Sunday 6 July 2014

Formula E - First Jolt



One of the advantages of living near a race track is that sometimes you get to attend some interesting events. So it was yesterday when I went to see a new brand new Motorsport go through it's initial testing before hitting the world stage.

Formula E  is a new FIA single-seater championship. The unique selling point however is that this is the first championship where the cars will be totally electric powered.

When it was announced that they would be holding free test days at my local circuit, Donington Park,  I thought I would go and have a look and see what all the fuss is about.

The first thing that hits you as you enter the park is the amount of money spent on new Formula E facilities. Donington has been chosen as the official headquarters for the teams and in a relatively short period, new buildings have sprung up to house not only administration buildings, but also sites for the formula E teams. After the debacle of Donington parks attempt to host F1, this is a welcome boost to the park, although it does mean that its future is now irrecoverably tied to the success of an untried format.

On the plus side, it is clear that there is some serious money behind the formula. You cannot mention Formula E without being told that Leonardo Di Caprio is the co-owner of one of the teams. While his name adds a touch of glamour (go on, name a team principle of any other team in Motorsport), I'm pretty sure his technical input is probably minimal. However the list of the other owners shows a broad range of technical and high power financial backing. It is also significant that there is also a lot of backing from the emerging economies such as China and India.



The cars.

From the outside the cars look like any other single seat racing car. They do have a number of design points which make them stand out, such as the large side pods(which personally I am not sure about) on the front wings and the winglets on the sides(which are actually side impact bars). However apart from that, they could be any other formula type racing car.

It is only when they are running that you see the difference. Or to be more accurate, hear it. Compared to the roar of a V8, you get the whine of an electric engine. While not exactly silent, compared to any other sports car, it is so quiet that they almost creep up on you. One of the pit crew said that one of the issues they haver is that they do not hear them when they come into the pits, so catching the crew by surprise (Maybe the FIA will have to attach beepers to the cars when in the pit lane). They are so quiet that you hear the noises obscured on other racing cars such as the clunk as the gear slots home.

Supplied records:
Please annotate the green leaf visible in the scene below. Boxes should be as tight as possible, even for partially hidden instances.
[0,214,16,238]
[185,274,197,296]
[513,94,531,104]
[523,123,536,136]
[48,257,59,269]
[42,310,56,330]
...
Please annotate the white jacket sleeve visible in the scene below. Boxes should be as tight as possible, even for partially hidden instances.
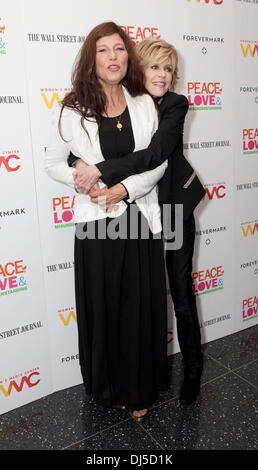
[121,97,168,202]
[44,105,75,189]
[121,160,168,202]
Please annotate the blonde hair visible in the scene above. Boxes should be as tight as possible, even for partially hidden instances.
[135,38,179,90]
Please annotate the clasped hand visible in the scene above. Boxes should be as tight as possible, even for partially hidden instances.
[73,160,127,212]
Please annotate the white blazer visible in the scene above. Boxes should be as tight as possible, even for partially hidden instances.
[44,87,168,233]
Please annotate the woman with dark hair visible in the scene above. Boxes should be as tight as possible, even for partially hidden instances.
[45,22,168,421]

To do:
(a) Reproduce the rows from the line with "Please annotate the green" to the line with "[42,310,56,330]", including both of those lines.
(b) Write the next part of the Formula E blog post, picking up right after its final sentence.
The Formula E blog post has no connection to the rows.

The responses:
(a)
Please annotate the green leaf visible in the scene below. Boxes should be as tight as possible, even for partially hidden instances.
[0,214,16,238]
[185,274,197,296]
[513,94,531,104]
[523,123,536,136]
[48,257,59,269]
[42,310,56,330]

(b)
However these are racing cars and not souped up invalid carriages, so the most important factor is how fast do they go? Well on the day I visited they were completing the Donington's GP circuit in about 1 minute 35. This was an average speed of about 95 m.p.h

Comparing this with other formulas, you would find that a Formula 1 would be going at an average of 115 m.p.h, while Formula 3 would go at about 105 m.p.h. Even a historic racer such as the 1970's
Brabham BT30 can get round at 96 m.p.h.  A top end sport cars such as Porche's or Ferrari in race trim would outpace these cars by about 5 miles an hour.

So at first sight, this is not too impressive. However there are some caveats here. Firstly these were the first tests, so there is no doubt that  there is more to come from these cars. Also as part of the test they had added an artificial chicane to the circuit, so slowing the cars down. Finally unlike other formulas they will not be racing using super sticky slick tyres, instead they will only use a grooved tyre so reducing the overall grip.

Another factor is that these cars were not designed for race circuits like Donington, but for street circuits, which will be tight, twisty and without the long straights. This will be where the high torque produced by these electric engines will be at an advantage and they will not be so reliant on a ultimate top speed ( whichj is approx 140 m.p.h compared to a F1's 250 m.p.h) . If we compare it to a similar street racer such as a Caterham, the times start looking far more respectable (However it will be great to get a comparison such as a lap round somewhere like Monte Carlo).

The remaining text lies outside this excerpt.